## ABOUT THIS TASK:
The output should consist solely of the line containing "column 89, row 123" and all lines after it through the final line of the entries below, reproduced exactly.

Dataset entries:
◆ ◆ ◆ ◆ ◆
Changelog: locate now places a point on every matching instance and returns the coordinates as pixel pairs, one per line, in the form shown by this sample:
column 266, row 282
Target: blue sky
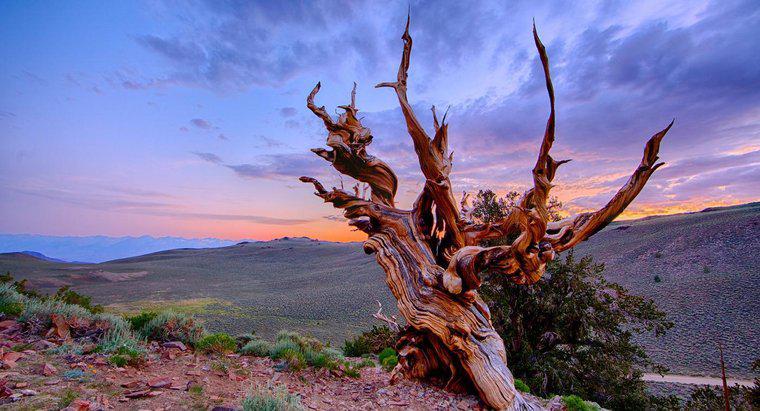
column 189, row 118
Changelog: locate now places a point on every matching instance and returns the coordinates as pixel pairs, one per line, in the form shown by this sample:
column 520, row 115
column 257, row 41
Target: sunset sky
column 189, row 119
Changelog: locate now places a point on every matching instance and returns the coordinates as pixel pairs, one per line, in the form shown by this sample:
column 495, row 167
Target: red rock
column 137, row 393
column 78, row 405
column 48, row 370
column 160, row 382
column 132, row 384
column 9, row 359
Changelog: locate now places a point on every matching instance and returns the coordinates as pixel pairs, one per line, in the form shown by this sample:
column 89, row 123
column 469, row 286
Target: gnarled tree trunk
◆ ◆ ◆ ◆ ◆
## RESPONSE TO THIS TASK:
column 89, row 123
column 469, row 286
Target: gnarled tree trunk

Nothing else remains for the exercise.